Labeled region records
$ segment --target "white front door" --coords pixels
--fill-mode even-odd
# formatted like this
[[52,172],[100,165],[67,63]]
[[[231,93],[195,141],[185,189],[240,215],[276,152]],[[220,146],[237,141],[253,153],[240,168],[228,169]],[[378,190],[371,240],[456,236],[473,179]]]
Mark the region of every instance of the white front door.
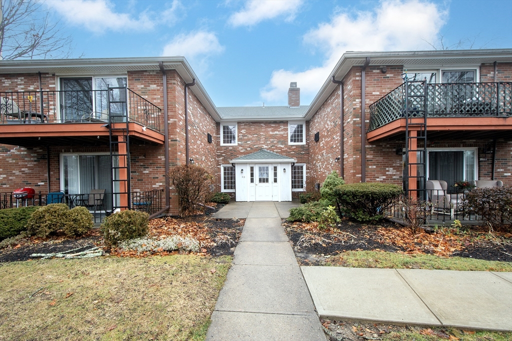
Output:
[[256,201],[272,201],[270,165],[256,165]]

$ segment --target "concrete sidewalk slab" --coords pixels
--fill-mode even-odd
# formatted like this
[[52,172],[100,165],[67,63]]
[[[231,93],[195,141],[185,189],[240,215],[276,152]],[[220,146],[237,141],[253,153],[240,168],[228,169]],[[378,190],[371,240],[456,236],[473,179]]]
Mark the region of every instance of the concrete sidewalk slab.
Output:
[[283,241],[288,242],[288,238],[283,228],[244,227],[239,241]]
[[[219,326],[208,330],[208,341],[326,341],[316,314],[284,315],[214,311]],[[248,323],[250,321],[250,323]]]
[[512,272],[493,272],[493,274],[494,274],[497,276],[501,277],[505,281],[510,282],[511,283],[512,283]]
[[246,228],[267,228],[270,226],[281,228],[281,218],[278,217],[275,218],[248,218],[245,220],[245,223],[244,224],[244,229]]
[[233,202],[227,204],[219,212],[213,214],[214,217],[218,219],[245,219],[247,217],[249,211],[252,207],[252,202]]
[[512,283],[501,277],[487,271],[397,271],[443,324],[512,330]]
[[233,263],[256,265],[297,265],[295,254],[287,241],[241,242],[234,251]]
[[272,201],[258,202],[252,205],[247,218],[280,218],[275,205]]
[[334,266],[301,268],[321,316],[441,325],[393,269]]
[[235,264],[215,310],[295,315],[314,307],[298,266]]
[[275,208],[279,213],[279,216],[285,219],[290,216],[289,210],[293,207],[298,207],[301,203],[297,201],[281,201],[274,202]]

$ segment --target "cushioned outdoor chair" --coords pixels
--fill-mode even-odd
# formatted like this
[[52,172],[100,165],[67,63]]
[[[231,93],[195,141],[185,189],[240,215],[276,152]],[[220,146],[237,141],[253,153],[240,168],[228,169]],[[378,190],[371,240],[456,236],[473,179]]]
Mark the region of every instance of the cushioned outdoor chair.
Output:
[[448,184],[442,180],[429,180],[426,181],[426,194],[432,206],[432,213],[437,211],[442,214],[450,212],[451,217],[455,215],[456,209],[460,206],[461,200],[456,194],[446,193]]
[[503,187],[503,182],[499,180],[474,180],[473,184],[475,188]]

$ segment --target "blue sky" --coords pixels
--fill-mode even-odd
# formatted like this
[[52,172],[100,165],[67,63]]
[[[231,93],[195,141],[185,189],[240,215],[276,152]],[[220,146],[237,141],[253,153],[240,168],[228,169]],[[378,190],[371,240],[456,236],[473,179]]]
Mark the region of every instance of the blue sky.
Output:
[[512,0],[46,0],[75,57],[184,56],[217,106],[309,104],[347,51],[512,48]]

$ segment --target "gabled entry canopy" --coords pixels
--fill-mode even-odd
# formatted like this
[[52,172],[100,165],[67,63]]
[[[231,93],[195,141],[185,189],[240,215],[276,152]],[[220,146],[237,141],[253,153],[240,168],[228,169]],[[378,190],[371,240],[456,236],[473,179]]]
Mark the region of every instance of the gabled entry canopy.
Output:
[[261,149],[231,161],[237,201],[291,200],[294,158]]
[[266,149],[260,150],[251,153],[243,156],[236,157],[230,162],[232,164],[246,163],[294,163],[297,160],[291,157],[284,156],[282,155],[269,151]]

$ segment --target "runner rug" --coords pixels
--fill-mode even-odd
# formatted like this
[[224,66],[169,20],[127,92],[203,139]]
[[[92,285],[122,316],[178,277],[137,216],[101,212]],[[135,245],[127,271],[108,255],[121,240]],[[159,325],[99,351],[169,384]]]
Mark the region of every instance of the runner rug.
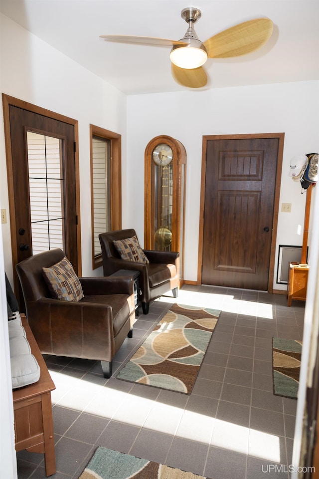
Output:
[[273,338],[274,394],[297,399],[302,342]]
[[172,304],[117,378],[190,394],[221,312]]
[[[79,479],[206,479],[202,476],[99,447]],[[207,478],[208,479],[208,478]]]

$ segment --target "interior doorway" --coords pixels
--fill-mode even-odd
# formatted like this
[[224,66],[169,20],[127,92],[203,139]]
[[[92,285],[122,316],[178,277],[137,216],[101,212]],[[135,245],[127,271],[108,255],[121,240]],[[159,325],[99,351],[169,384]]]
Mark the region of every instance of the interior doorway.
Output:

Problem to work on: Copy all of the items above line for line, omitting the pictures.

Solution:
$ segment --target "white front door" --coords pixels
--fill-mode even-odd
# formatted like this
[[52,172],[100,165],[67,63]]
[[[231,93],[195,141],[185,189],[240,215],[276,152]],[[220,146],[237,141],[253,153],[240,168],[228,169]],[[378,190],[371,240],[456,236],[473,179]]]
Mark the region of every instance of the white front door.
Output:
[[256,201],[272,201],[270,165],[256,165]]

$ segment --target "concrete sidewalk slab" --coords pixels
--fill-mode even-odd
# formatted like this
[[52,172],[100,165],[67,63]]
[[[231,93],[195,141],[185,189],[240,215],[276,152]],[[220,146],[237,141],[253,153],[240,168],[228,169]],[[378,190],[371,240],[456,236],[473,179]]]
Mark the region of every instance of the concrete sidewalk slab.
Output:
[[283,241],[288,242],[288,238],[283,228],[244,227],[239,241]]
[[[219,326],[208,330],[208,341],[326,341],[316,314],[284,315],[214,311]],[[248,323],[250,321],[250,323]]]
[[512,272],[493,272],[493,274],[494,274],[497,276],[501,277],[505,281],[510,282],[511,283],[512,283]]
[[246,228],[267,228],[270,226],[281,228],[281,218],[278,217],[275,218],[248,218],[245,220],[245,223],[244,224],[244,229]]
[[233,202],[227,204],[219,212],[213,214],[214,217],[218,219],[245,219],[247,217],[249,211],[252,207],[252,202]]
[[512,283],[501,277],[487,271],[397,271],[443,324],[512,330]]
[[233,263],[256,265],[297,265],[295,254],[287,241],[241,242],[234,251]]
[[272,201],[258,202],[252,205],[247,218],[280,218],[275,205]]
[[334,266],[301,268],[321,316],[441,325],[393,269]]
[[235,264],[215,310],[295,315],[314,307],[298,266]]
[[275,208],[279,213],[279,216],[285,219],[290,216],[289,210],[293,207],[298,207],[301,203],[297,201],[281,201],[274,202]]

$ segment --target "cushioned outdoor chair" --coords pixels
--fill-mode even-odd
# formatted like this
[[52,172],[100,165],[67,63]]
[[[231,93],[195,141],[185,189],[240,215],[276,152]],[[220,146],[237,141],[253,153],[240,168],[228,169]],[[378,190],[371,240],[456,236],[473,179]]]
Mark the region of every instance of the cushioned outdoor chair.
Output:
[[448,184],[442,180],[429,180],[426,181],[426,194],[432,206],[432,213],[437,211],[442,214],[450,212],[451,217],[455,215],[456,209],[460,206],[461,200],[456,194],[446,193]]
[[503,187],[503,182],[499,180],[474,180],[473,184],[475,188]]

$ segment --target "blue sky" --coords pixels
--fill-mode even-odd
# formatted like this
[[52,172],[100,165],[67,63]]
[[[231,93],[195,141],[185,189],[240,215],[276,152]],[[220,146],[237,141],[253,153],[240,168],[228,169]],[[378,190],[371,240],[456,236],[473,179]]]
Mark the region of every instance of the blue sky.
Output:
[[512,0],[46,0],[75,57],[184,56],[217,106],[309,104],[347,51],[512,48]]

$ segment --target "gabled entry canopy" --coords pixels
--fill-mode even-odd
# formatted like this
[[52,172],[100,165],[67,63]]
[[[231,93],[195,141],[185,189],[240,215],[276,152]],[[220,146],[237,141],[253,153],[240,168],[228,169]],[[378,190],[371,240],[456,236],[473,179]]]
Mark the region of every instance of the gabled entry canopy.
Output:
[[261,149],[231,161],[237,201],[291,200],[294,158]]
[[266,149],[260,150],[251,153],[243,156],[236,157],[230,162],[232,164],[246,163],[294,163],[297,160],[291,157],[284,156],[282,155],[269,151]]

$ segment --target "runner rug" --coords pixels
--fill-mode even-odd
# formatted like this
[[224,66],[169,20],[127,92],[203,139]]
[[[92,285],[122,316],[178,277],[137,216],[101,212]],[[135,245],[127,271],[108,255],[121,240]],[[159,325],[99,351],[169,384]]]
Mark the region of every instance of the runner rug.
Output:
[[273,338],[274,394],[297,399],[302,342]]
[[172,304],[117,378],[190,394],[221,312]]
[[[79,479],[206,479],[202,476],[99,447]],[[207,478],[208,479],[208,478]]]

$ segment --target "interior doorway" --coords pixels
--fill-mode even-odd
# formatted like this
[[224,66],[169,20],[127,92],[203,139]]
[[[92,285],[122,316],[178,277],[137,216],[101,212]],[[135,245],[127,271],[108,255],[121,240]],[[159,325],[99,351],[169,384]]]
Mark the region of every instance of the interior doorway.
Output:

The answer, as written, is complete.